Exercise details –
Which lines run from the one containing "Point to the green leaf." to the end of the listing? Copy them out exactly, leaving out the rest.

Provided material –

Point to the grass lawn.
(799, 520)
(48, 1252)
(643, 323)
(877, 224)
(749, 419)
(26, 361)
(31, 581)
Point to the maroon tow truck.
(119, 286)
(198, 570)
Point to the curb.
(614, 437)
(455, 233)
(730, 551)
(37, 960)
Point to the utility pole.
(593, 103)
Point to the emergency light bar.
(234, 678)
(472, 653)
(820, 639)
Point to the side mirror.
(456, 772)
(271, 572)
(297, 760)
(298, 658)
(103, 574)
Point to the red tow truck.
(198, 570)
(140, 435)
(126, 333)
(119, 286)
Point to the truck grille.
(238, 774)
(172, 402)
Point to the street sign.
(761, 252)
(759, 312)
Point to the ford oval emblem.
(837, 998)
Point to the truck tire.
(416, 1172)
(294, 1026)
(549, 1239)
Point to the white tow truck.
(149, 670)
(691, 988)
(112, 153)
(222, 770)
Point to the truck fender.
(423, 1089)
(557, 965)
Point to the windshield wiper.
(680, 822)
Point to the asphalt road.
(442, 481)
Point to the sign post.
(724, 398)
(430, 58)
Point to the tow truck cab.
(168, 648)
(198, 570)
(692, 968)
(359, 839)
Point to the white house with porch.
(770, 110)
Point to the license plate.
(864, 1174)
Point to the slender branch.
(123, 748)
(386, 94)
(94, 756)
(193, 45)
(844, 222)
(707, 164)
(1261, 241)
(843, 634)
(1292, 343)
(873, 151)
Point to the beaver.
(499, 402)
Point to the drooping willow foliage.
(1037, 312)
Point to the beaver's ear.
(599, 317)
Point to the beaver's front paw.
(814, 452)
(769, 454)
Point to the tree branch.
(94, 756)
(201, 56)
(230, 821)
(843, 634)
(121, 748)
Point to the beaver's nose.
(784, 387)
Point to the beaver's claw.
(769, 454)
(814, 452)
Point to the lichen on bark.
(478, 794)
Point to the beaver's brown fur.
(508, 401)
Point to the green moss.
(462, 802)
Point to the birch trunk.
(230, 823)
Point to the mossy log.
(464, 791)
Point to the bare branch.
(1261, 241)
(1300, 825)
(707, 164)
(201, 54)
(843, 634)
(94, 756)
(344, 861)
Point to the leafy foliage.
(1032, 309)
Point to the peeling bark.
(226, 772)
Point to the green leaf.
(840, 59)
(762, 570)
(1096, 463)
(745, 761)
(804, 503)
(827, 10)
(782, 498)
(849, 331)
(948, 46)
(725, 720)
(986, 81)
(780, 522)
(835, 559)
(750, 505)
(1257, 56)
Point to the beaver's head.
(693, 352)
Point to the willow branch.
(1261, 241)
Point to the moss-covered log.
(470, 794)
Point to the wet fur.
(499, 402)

Reply –
Point to the green leaf.
(840, 59)
(762, 570)
(1096, 463)
(745, 761)
(804, 503)
(827, 10)
(782, 498)
(849, 331)
(948, 46)
(725, 720)
(986, 81)
(780, 522)
(835, 559)
(750, 505)
(1257, 56)
Point to the beaver's head.
(693, 352)
Point to the willow branch.
(1261, 241)
Point to the moss-covered log.
(470, 794)
Point to the wet fur.
(499, 402)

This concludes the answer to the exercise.